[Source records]
::::

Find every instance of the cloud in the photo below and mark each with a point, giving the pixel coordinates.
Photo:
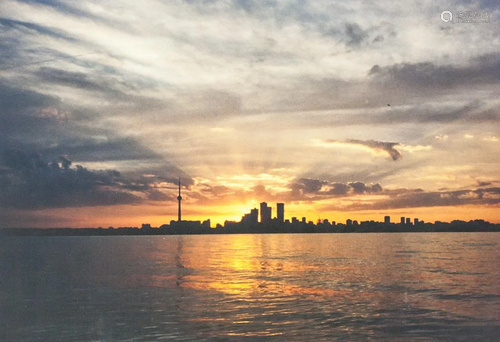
(28, 181)
(315, 189)
(387, 147)
(418, 198)
(427, 75)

::::

> [Exercise directions] The data should be printed again unchanged; leave its pictures out.

> [Task result]
Find every instance of the cloud in the photo below and mark each with a point, giving the pixel coordinates.
Photo:
(28, 181)
(315, 189)
(387, 147)
(418, 198)
(427, 75)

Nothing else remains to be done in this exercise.